TRY IT: In the records that follow, show each line where the word "support" is present.

PROVIDED INFORMATION:

══════

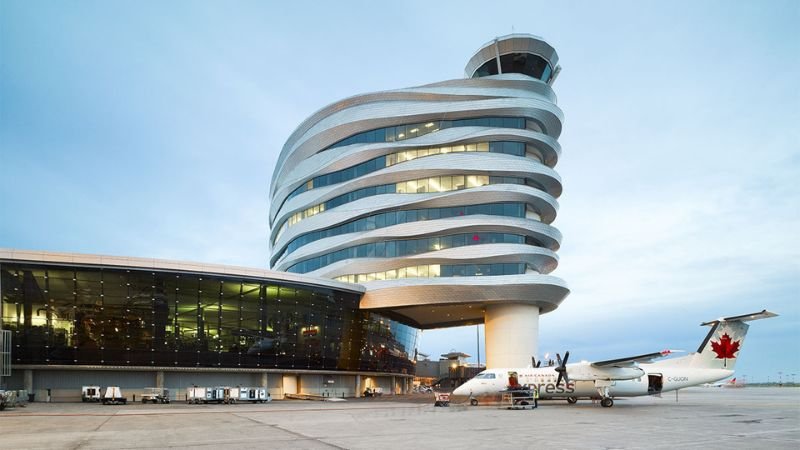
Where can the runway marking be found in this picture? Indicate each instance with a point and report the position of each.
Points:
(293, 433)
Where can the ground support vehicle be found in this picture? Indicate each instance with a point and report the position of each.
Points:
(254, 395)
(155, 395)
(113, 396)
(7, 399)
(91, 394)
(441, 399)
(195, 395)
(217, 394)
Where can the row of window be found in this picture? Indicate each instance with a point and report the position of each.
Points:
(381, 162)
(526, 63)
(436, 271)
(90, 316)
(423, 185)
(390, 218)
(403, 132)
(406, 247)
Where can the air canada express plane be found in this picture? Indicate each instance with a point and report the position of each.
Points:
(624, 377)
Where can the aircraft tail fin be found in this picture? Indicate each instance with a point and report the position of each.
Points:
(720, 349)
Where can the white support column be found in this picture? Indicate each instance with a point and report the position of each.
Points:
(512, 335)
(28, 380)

══════

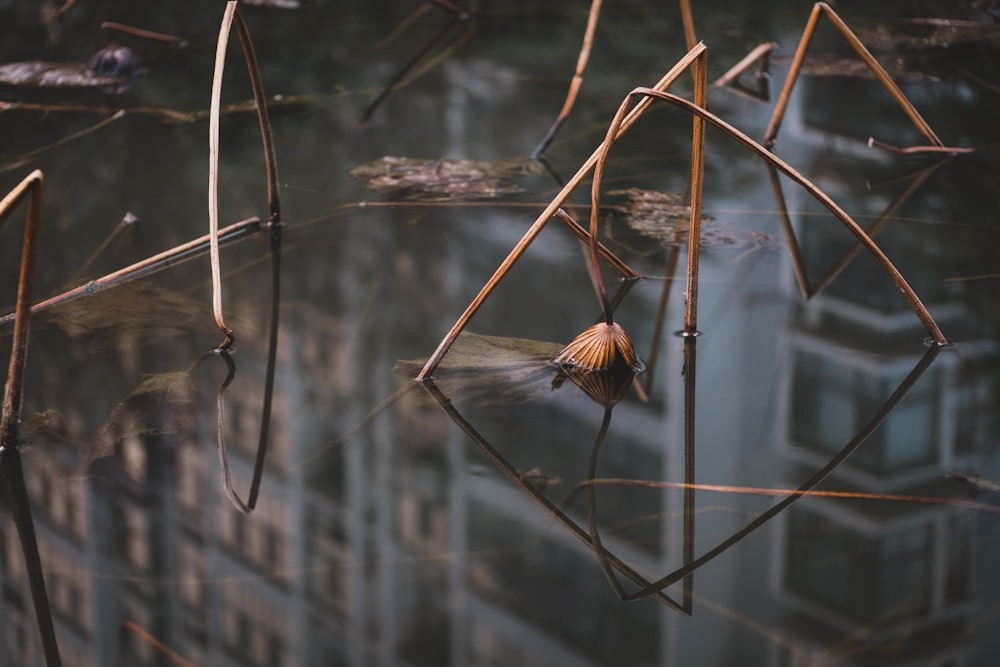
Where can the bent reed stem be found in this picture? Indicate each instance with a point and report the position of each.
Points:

══════

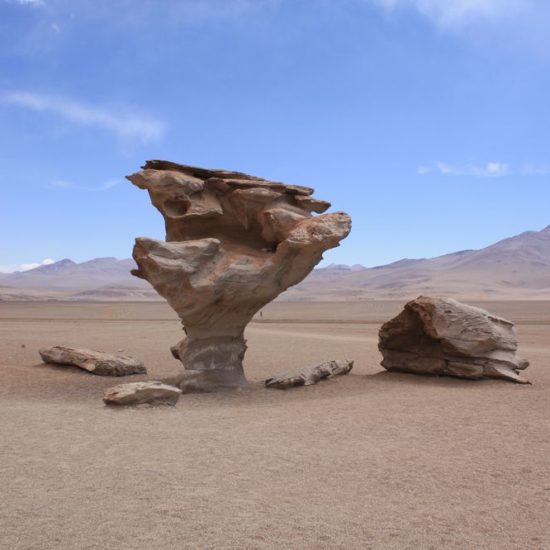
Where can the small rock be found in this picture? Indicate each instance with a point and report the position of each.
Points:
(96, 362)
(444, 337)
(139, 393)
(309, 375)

══════

SOLVED EXERCISE:
Where can the ground support vehicle be found in this picture? Indicate each instance with a point and report the position of each.
Where can the white support column be found in this picture? Indicate each instance with a point and report the position of each.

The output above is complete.